* _The exercise_
Reproduce every one of the entries below line for line, leaving out the pictures.

--- Entries provided ---

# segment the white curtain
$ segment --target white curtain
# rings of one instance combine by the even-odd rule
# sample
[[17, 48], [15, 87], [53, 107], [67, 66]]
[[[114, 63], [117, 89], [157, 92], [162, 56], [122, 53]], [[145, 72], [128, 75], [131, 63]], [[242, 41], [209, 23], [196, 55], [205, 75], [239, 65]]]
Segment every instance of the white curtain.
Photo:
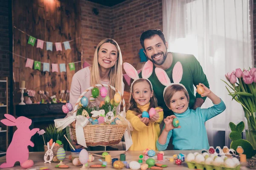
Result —
[[[194, 54], [210, 90], [227, 106], [224, 113], [207, 122], [210, 146], [223, 140], [230, 146], [229, 123], [244, 120], [241, 106], [231, 101], [221, 79], [226, 80], [225, 74], [236, 68], [253, 65], [252, 3], [249, 0], [163, 0], [163, 32], [168, 51]], [[207, 98], [202, 108], [212, 105]], [[216, 135], [223, 130], [224, 142]]]

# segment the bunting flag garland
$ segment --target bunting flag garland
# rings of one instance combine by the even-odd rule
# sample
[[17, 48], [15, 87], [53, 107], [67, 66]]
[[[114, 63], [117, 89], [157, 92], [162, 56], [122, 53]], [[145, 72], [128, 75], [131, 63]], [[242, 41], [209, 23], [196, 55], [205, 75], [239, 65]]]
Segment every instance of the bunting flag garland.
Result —
[[[52, 51], [52, 45], [53, 44], [53, 42], [49, 42], [48, 41], [47, 42], [44, 41], [43, 40], [37, 39], [37, 38], [31, 36], [30, 35], [26, 33], [26, 32], [21, 31], [21, 30], [17, 28], [15, 26], [14, 26], [14, 28], [16, 28], [20, 32], [22, 32], [23, 33], [24, 33], [24, 34], [26, 34], [28, 36], [29, 36], [29, 40], [28, 41], [28, 44], [30, 44], [32, 46], [34, 47], [34, 46], [35, 45], [35, 41], [37, 41], [36, 48], [40, 48], [43, 49], [44, 48], [44, 42], [46, 42], [46, 50], [47, 51], [49, 50]], [[70, 48], [70, 42], [71, 41], [73, 41], [75, 40], [80, 39], [80, 37], [78, 37], [78, 38], [76, 38], [75, 39], [72, 40], [70, 41], [65, 41], [64, 42], [54, 42], [54, 44], [55, 45], [55, 47], [56, 48], [56, 51], [62, 51], [62, 47], [61, 44], [64, 44], [64, 47], [65, 48], [65, 50], [69, 50], [69, 49], [71, 50], [71, 48]]]
[[[20, 57], [23, 58], [25, 60], [26, 60], [25, 67], [29, 67], [29, 68], [32, 69], [33, 65], [34, 65], [34, 70], [38, 70], [41, 71], [41, 64], [43, 64], [43, 71], [48, 71], [50, 72], [50, 63], [49, 62], [43, 62], [38, 61], [34, 61], [33, 60], [30, 59], [28, 58], [25, 57], [23, 56], [21, 56], [20, 55], [17, 54], [10, 52], [10, 53], [12, 54], [13, 55], [16, 56], [18, 56]], [[52, 72], [59, 72], [58, 71], [58, 65], [60, 67], [60, 72], [67, 72], [66, 65], [68, 65], [70, 69], [70, 71], [72, 71], [73, 70], [76, 71], [76, 67], [75, 66], [75, 63], [82, 62], [81, 61], [77, 61], [74, 62], [70, 62], [69, 63], [52, 63]], [[86, 62], [87, 63], [87, 62]]]

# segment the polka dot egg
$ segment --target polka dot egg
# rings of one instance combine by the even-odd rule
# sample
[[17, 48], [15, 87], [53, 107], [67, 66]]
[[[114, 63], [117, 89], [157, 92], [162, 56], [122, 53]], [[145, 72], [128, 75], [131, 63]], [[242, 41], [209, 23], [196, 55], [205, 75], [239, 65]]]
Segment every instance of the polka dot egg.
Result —
[[108, 90], [107, 90], [107, 89], [104, 87], [103, 87], [102, 88], [100, 89], [100, 95], [102, 96], [102, 97], [105, 97], [107, 96]]
[[66, 156], [66, 153], [65, 150], [63, 147], [60, 147], [57, 151], [57, 158], [61, 161], [63, 161]]
[[66, 106], [67, 106], [69, 111], [71, 111], [73, 110], [73, 106], [70, 103], [66, 103]]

---

* _Correct answer_
# segment the white curtain
$ segment --target white curtain
# rings of one instance combine by the even-odd rule
# sample
[[17, 48], [15, 87], [53, 107], [67, 66]]
[[[114, 63], [117, 89], [157, 92], [162, 56], [122, 53]], [[145, 72], [128, 75], [131, 63]], [[242, 41], [209, 23], [196, 55], [205, 75], [239, 65]]]
Segment every instance of the white curtain.
Photo:
Result —
[[[194, 54], [210, 90], [227, 106], [224, 113], [207, 122], [210, 146], [223, 140], [230, 146], [229, 123], [244, 120], [241, 106], [231, 101], [221, 79], [226, 80], [225, 74], [236, 68], [253, 65], [252, 3], [249, 0], [163, 0], [163, 32], [168, 51]], [[207, 98], [202, 108], [212, 105]], [[216, 135], [223, 130], [224, 142]]]

# segment the bunting flag garland
$ segment --target bunting flag garland
# rings of one instance combine by the even-odd rule
# sample
[[17, 48], [15, 87], [53, 107], [67, 66]]
[[[114, 63], [117, 89], [157, 92], [162, 56], [122, 53]], [[145, 72], [128, 75], [131, 63]], [[242, 41], [209, 23], [196, 55], [205, 75], [239, 65]]]
Segment every instance of the bunting flag garland.
Result —
[[[52, 51], [52, 45], [53, 44], [53, 42], [49, 42], [48, 41], [47, 42], [44, 41], [43, 40], [37, 39], [37, 38], [31, 36], [30, 35], [26, 33], [26, 32], [21, 31], [21, 30], [17, 28], [15, 26], [14, 26], [14, 28], [16, 28], [20, 32], [22, 32], [23, 33], [24, 33], [24, 34], [26, 34], [28, 36], [29, 36], [29, 40], [28, 41], [28, 44], [30, 44], [32, 46], [34, 47], [34, 46], [35, 45], [35, 41], [37, 41], [36, 48], [40, 48], [43, 49], [44, 48], [44, 42], [46, 42], [46, 50], [47, 51], [49, 50]], [[70, 48], [70, 42], [71, 41], [73, 41], [75, 40], [80, 39], [80, 37], [78, 37], [78, 38], [76, 38], [75, 39], [72, 40], [70, 41], [65, 41], [64, 42], [54, 42], [54, 44], [55, 45], [55, 47], [56, 48], [56, 51], [62, 51], [62, 47], [61, 44], [64, 44], [64, 47], [65, 48], [65, 50], [69, 50], [69, 49], [71, 50], [71, 48]]]
[[[20, 57], [23, 58], [25, 60], [26, 60], [25, 67], [29, 67], [29, 68], [32, 69], [33, 65], [34, 65], [34, 70], [38, 70], [41, 71], [41, 64], [43, 64], [43, 71], [48, 71], [50, 72], [50, 63], [49, 62], [43, 62], [38, 61], [34, 61], [33, 60], [30, 59], [28, 58], [25, 57], [23, 56], [21, 56], [20, 55], [17, 54], [10, 52], [10, 53], [12, 54], [13, 55], [16, 56], [18, 56]], [[52, 72], [59, 72], [58, 71], [58, 65], [60, 67], [60, 72], [67, 72], [66, 65], [68, 65], [70, 69], [70, 71], [72, 71], [73, 70], [76, 71], [76, 67], [75, 66], [75, 63], [82, 62], [81, 61], [77, 61], [74, 62], [70, 62], [69, 63], [52, 63]], [[86, 62], [87, 63], [87, 62]]]

# segment the polka dot egg
$ segment --target polka dot egg
# rings of one instance combine by the even-odd rule
# sample
[[17, 48], [15, 87], [53, 107], [67, 66]]
[[[114, 63], [117, 89], [157, 92], [162, 56], [122, 53]], [[145, 72], [128, 75], [131, 63]], [[242, 41], [209, 23], [196, 55], [205, 75], [239, 65]]]
Segment every instance of the polka dot egg.
Result —
[[108, 90], [107, 90], [107, 89], [104, 87], [103, 87], [102, 88], [100, 89], [100, 95], [102, 96], [102, 97], [105, 97], [107, 96]]
[[66, 156], [66, 153], [65, 150], [63, 147], [60, 147], [57, 151], [57, 158], [61, 161], [63, 161]]
[[66, 106], [67, 106], [69, 111], [71, 111], [73, 110], [73, 106], [70, 103], [66, 103]]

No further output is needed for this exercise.